Your task ▸
Reproduce the listing below from the line containing "lever in the image above." through the end of the listing, swapping "semicolon-separated" for "comma-separated" and leaving everything else unchanged.

Excerpted data ▸
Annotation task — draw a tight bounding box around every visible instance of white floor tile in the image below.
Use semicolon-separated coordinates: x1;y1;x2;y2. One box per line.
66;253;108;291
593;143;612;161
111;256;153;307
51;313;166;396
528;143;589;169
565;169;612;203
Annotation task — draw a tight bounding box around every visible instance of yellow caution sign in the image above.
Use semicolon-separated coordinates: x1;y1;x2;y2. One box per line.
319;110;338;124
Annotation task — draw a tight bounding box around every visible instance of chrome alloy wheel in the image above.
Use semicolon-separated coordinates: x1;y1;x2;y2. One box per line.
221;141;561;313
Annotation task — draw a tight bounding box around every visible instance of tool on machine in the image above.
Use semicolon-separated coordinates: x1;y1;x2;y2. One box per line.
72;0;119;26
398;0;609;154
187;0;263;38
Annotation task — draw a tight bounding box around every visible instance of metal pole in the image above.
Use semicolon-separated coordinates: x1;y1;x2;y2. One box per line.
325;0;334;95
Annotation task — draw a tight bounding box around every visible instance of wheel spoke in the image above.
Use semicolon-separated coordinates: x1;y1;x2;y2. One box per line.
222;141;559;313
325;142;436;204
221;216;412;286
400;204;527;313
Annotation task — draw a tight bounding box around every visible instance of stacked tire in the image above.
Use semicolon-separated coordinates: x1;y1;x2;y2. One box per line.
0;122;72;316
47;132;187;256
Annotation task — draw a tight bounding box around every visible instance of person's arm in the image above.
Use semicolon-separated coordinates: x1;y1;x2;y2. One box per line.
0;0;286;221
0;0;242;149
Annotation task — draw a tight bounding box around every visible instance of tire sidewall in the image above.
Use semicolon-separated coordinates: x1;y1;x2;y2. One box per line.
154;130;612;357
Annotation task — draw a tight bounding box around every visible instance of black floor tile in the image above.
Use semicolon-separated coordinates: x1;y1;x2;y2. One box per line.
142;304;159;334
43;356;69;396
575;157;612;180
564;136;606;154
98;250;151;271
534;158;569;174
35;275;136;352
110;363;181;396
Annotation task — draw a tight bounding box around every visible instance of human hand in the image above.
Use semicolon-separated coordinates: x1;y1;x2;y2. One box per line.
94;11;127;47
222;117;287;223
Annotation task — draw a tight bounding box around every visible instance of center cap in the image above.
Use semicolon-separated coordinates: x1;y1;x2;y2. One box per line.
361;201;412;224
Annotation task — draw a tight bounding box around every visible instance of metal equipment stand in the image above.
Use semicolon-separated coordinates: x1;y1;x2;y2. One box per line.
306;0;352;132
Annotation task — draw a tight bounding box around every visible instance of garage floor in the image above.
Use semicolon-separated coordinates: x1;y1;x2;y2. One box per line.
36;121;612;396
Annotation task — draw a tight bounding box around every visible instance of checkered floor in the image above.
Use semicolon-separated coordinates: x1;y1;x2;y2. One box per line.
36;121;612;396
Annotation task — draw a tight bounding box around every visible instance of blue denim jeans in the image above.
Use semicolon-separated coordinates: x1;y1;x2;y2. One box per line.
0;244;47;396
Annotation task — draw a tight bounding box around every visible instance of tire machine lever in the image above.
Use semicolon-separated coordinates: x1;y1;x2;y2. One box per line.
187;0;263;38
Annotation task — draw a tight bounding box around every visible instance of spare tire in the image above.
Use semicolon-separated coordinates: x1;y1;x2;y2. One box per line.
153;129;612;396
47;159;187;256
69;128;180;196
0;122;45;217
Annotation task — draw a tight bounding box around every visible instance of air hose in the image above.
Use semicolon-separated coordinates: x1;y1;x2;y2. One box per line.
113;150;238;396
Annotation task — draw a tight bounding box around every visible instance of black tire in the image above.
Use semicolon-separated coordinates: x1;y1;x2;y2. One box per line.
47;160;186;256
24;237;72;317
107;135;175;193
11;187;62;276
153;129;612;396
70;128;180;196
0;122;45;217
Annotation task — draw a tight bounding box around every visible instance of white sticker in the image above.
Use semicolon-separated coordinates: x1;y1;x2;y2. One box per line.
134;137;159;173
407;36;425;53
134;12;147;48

Final answer ▸
Annotation task — draw a tight bounding box around every visible instance of tire machine lever in the image above.
Use comma-separated coordinates: x1;y1;x2;y2. One box per line.
187;0;263;38
Annotation task — draw a tight bounding box around every visible instance of spare tire in the image above.
Use comma-separated coordinates: x1;y1;x2;y2. One box per line.
153;129;612;396
47;159;187;256
69;128;180;196
0;122;45;217
Annotation task — draw a tight bounding box around every visible instance of air hose in the image above.
Use comma-separated coordinates: x1;y1;x2;y2. One box per line.
113;150;238;396
Annotation task — draw a tight bounding box around every visible instance of black tire in the image above.
Use comma-separated coordinates: x1;y1;x2;y2. One box per line.
47;160;186;256
24;237;72;317
107;135;175;193
11;187;62;276
153;129;612;396
70;128;180;196
0;122;45;217
Annotation task — draw a tight bounding box around every visible instance of white sticker in the image above.
Use comma-separated coordinates: x1;y1;x2;y2. One box per line.
134;137;159;173
407;36;425;53
134;12;147;48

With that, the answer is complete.